- _Input records_:
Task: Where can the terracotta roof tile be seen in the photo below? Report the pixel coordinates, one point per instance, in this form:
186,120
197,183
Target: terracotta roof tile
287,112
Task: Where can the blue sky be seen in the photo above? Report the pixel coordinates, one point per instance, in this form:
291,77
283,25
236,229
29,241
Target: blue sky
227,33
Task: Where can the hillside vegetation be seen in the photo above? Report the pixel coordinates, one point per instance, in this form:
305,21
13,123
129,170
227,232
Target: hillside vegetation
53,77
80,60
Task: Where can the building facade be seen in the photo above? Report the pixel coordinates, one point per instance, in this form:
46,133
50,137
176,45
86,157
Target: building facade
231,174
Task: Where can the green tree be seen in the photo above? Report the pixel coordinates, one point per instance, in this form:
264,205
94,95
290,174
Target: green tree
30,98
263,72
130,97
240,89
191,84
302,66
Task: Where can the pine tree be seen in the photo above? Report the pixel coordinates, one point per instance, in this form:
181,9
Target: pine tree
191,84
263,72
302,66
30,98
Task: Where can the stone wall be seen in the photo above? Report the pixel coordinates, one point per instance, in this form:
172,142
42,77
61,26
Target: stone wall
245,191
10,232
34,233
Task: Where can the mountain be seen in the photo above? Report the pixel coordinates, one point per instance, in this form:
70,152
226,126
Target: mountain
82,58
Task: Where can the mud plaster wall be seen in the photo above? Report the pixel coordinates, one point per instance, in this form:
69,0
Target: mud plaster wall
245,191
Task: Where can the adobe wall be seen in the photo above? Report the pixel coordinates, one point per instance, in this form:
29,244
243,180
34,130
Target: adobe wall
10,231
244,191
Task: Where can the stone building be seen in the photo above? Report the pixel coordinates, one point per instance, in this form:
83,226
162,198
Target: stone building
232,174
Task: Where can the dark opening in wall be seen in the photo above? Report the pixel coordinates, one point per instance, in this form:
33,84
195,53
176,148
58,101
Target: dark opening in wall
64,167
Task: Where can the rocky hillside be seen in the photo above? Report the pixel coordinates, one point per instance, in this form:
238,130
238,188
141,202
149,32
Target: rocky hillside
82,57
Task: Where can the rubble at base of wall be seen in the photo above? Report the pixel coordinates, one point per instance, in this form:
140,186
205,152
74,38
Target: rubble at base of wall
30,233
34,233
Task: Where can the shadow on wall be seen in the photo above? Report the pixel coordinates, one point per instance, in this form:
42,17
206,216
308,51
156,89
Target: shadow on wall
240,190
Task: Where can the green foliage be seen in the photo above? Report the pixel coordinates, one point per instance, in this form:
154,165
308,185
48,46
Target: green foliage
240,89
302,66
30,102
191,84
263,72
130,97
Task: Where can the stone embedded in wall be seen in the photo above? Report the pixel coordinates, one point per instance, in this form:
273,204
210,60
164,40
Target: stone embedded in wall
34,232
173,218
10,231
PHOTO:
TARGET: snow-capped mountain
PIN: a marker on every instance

- _Goal of the exercise_:
Reproduce all of the data above, exactly and without omission.

- _Solution for this problem_:
Task: Where can the terracotta roof tile be seen in the photo below? Report the pixel coordinates, one point per instance, in this form:
186,120
197,183
Target: terracotta roof tile
287,112
Task: Where can the blue sky be seen in the photo above? Report the pixel coordinates, one point per instance, in this form:
291,77
283,25
236,229
29,241
Target: blue sky
227,33
Task: Where can the hillside vegetation be seen in the photo above? Report the pixel coordinates, one point per instance, in this form:
305,21
13,123
129,170
227,232
Target: hillside vegetation
53,77
80,60
Task: Where can the building facade be seen in the photo above? Report the pixel coordinates, one point per instance, in this form:
46,133
50,137
176,45
86,157
Target: building facade
231,174
Task: Where can the green tree be seen in the photo above? Report the pixel coordinates, one point per instance, in this form:
264,205
94,95
290,174
Target: green tree
30,98
263,72
130,97
240,89
191,84
302,66
Task: Where can the pine tree be seen in the photo above? Report the pixel coordinates, one point per instance, in this form:
181,9
Target: pine tree
191,84
263,72
302,66
30,98
Task: Where can the stone wall be seen in the photo above? Report the pixel coordinates, one point per instance, in this form:
172,142
42,77
61,26
Target: stone wall
245,191
10,232
34,233
Task: Where can the mountain be seen in the photo above? Report the pixel coordinates, one point per instance, in this form:
70,152
226,126
Target: mountain
82,58
Task: Where can the mud plaster wall be seen in the photo above? Report the pixel coordinates, one point per instance, in this form:
69,0
Target: mud plaster wall
245,191
Task: Where can the adobe wall be seen in the photo above? Report the pixel coordinates, one point per instance, in this form:
29,244
243,180
34,130
Target: adobe wall
10,231
244,191
Task: Where can the stone building be seen in the photo above? Report the pixel coordinates, one point per instance, in this form:
83,226
162,198
Target: stone building
232,174
Task: Where can the dark opening in wall be seen in the photo above? Report the pixel coordinates, one point per instance, in this form:
33,84
195,53
176,148
58,101
Target: dark opening in wall
64,167
Task: Where can the rocky hillside be seen in the photo above? Report the pixel coordinates, one point per instance, in this form:
238,130
238,188
141,202
149,32
Target: rocky hillside
82,57
Task: Where can the rubble at base of wall be seen in the photo above? Report the pixel coordinates, one point per instance, in this form:
140,186
205,152
74,38
Target: rubble at base of wall
30,233
34,233
Task: Where can the shadow on wall be seen in the photo above? Report the pixel coordinates, one point per instance, in this form:
42,17
206,216
308,51
156,89
Target: shadow on wall
240,190
Task: Where can the green foliage be seen in the photo above? Report the pixel coordinates, one point per instance, in this form:
154,165
308,185
48,46
Target: green foliage
240,89
302,66
30,102
191,84
263,72
130,97
Task: Where can the stone embedded in wall be seen in the photo above? Report the pixel coordinates, one point per instance, in this form:
273,204
210,60
164,40
Target: stone embedded in wall
34,232
173,218
10,231
PHOTO:
TARGET: snow-capped mountain
PIN: a marker on every instance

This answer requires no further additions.